## EXERCISE GOAL
How many lines in the listing below contain the string "windshield"? Matching is case-sensitive. Reply with the number alone.

=-=-=-=-=

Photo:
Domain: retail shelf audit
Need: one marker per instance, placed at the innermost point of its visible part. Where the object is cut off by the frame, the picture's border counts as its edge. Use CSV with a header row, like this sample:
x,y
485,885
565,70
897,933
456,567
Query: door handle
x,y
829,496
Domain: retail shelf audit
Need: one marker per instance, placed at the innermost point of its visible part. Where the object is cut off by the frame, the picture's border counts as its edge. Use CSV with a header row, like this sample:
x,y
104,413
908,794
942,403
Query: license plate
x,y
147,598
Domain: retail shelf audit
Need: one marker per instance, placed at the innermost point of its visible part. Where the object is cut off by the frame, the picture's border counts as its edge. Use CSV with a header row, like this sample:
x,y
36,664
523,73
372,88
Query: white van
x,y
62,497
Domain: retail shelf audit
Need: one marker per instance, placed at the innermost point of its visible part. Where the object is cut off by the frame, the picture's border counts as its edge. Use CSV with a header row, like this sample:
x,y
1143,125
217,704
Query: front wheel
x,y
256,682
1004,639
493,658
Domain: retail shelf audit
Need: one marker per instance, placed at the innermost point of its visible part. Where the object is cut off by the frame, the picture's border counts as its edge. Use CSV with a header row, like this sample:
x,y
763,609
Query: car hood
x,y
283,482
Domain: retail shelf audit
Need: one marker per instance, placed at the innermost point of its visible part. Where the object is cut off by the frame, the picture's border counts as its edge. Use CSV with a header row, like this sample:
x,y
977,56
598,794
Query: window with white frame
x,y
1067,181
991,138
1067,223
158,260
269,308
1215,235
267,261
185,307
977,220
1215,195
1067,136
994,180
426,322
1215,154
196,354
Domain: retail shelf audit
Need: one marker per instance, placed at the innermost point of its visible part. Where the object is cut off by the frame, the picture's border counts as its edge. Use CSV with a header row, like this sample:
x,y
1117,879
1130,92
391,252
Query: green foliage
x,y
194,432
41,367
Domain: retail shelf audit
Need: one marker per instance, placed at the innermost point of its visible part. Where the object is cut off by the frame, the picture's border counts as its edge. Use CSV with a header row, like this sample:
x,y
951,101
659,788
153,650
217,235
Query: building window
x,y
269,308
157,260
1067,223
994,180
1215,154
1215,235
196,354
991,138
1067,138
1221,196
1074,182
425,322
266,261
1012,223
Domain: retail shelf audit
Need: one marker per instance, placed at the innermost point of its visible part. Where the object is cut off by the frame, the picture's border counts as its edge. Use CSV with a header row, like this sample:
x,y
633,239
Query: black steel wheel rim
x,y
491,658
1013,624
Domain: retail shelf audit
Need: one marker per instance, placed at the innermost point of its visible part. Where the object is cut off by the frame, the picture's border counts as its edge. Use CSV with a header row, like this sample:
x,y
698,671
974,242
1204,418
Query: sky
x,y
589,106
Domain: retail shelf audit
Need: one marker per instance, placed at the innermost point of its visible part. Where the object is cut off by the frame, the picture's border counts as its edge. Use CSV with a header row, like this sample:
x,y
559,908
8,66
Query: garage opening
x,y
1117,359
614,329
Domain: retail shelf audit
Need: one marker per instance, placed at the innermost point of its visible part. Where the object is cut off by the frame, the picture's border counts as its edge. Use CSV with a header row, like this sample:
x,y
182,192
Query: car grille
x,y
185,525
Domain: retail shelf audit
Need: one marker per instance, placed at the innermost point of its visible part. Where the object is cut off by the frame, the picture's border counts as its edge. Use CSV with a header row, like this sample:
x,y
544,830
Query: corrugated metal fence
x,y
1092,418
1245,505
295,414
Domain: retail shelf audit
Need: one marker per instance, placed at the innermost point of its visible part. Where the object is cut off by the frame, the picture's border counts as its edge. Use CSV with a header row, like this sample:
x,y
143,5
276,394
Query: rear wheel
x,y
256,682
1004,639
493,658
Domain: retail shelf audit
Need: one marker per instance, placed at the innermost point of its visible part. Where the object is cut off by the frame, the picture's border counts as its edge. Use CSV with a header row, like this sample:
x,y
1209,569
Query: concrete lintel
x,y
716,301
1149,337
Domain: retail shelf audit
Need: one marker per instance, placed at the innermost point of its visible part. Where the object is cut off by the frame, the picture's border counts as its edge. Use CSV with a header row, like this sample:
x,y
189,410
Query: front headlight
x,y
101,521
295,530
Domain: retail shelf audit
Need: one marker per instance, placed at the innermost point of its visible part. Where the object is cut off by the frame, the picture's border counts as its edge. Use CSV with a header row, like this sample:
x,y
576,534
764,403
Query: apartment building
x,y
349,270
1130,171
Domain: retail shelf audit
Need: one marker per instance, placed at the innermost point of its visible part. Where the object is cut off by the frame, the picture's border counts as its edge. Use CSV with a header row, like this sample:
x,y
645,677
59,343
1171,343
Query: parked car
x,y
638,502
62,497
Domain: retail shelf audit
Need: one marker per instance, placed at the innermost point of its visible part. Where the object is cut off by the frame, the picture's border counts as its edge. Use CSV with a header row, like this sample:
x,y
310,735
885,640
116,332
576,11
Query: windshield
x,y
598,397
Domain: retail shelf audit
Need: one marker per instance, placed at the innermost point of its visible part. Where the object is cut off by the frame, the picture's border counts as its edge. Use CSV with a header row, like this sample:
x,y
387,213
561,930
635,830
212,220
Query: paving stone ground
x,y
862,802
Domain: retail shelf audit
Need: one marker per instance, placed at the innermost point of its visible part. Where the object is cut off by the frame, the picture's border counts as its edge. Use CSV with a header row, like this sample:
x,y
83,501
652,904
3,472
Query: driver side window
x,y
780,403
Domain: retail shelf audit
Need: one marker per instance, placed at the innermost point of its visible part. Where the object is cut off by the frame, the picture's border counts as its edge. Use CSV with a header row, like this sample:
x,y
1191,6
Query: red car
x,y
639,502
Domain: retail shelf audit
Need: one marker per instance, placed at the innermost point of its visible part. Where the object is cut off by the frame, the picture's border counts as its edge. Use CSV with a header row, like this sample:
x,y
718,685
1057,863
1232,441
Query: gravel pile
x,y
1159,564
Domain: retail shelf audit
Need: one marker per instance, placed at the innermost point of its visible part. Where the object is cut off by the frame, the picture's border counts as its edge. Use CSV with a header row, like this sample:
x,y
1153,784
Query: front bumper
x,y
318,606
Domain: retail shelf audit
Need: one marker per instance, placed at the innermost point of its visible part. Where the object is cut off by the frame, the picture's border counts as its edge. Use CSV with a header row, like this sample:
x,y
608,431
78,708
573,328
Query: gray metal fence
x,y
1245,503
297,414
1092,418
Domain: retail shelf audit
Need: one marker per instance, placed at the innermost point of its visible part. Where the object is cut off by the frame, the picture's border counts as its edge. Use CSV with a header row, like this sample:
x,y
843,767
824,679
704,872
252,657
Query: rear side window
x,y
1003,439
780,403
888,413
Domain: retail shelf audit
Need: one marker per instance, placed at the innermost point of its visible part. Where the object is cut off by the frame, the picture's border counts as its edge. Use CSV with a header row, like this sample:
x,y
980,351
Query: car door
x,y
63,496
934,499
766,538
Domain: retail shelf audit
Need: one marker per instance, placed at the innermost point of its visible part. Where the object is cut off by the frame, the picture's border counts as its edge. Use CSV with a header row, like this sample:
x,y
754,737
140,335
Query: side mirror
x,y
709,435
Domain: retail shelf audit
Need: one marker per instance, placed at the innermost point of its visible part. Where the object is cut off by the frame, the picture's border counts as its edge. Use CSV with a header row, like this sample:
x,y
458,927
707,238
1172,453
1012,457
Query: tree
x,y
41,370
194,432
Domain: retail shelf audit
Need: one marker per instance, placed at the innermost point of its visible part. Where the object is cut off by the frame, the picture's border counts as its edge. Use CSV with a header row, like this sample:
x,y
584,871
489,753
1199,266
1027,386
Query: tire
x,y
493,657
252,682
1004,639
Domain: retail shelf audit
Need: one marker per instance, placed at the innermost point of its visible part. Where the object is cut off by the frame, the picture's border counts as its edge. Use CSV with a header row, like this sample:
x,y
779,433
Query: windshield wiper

=-=-=-=-=

## SOLUTION TO THIS PROBLEM
2